YOUR GOAL: From the entries below, list each line with "Target".

Saved entries:

══════════

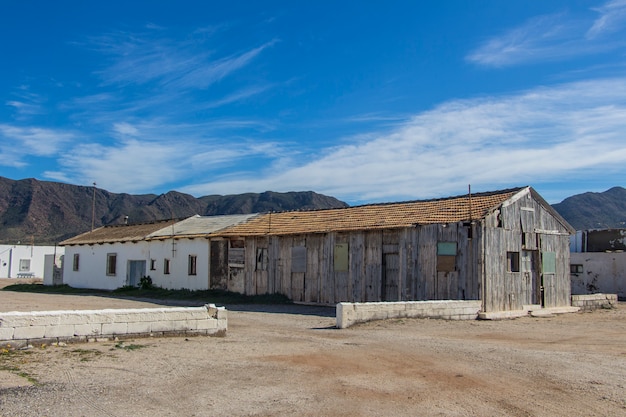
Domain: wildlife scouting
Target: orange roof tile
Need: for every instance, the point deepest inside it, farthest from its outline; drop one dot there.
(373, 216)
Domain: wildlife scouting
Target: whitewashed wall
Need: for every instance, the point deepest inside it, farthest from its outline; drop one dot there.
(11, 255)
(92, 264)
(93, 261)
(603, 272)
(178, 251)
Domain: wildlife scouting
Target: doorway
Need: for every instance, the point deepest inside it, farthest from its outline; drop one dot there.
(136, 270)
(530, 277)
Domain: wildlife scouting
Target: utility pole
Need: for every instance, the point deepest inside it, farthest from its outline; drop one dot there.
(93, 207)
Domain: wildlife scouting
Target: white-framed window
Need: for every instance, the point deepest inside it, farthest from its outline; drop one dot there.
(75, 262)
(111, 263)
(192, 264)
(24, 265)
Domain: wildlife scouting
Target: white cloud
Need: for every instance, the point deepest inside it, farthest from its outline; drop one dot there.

══════════

RESPONSE FOR THIS EXERCISE:
Target: orange roof tile
Target: whitewashed wall
Target: doorway
Target: utility pole
Target: white-framed window
Target: white cloud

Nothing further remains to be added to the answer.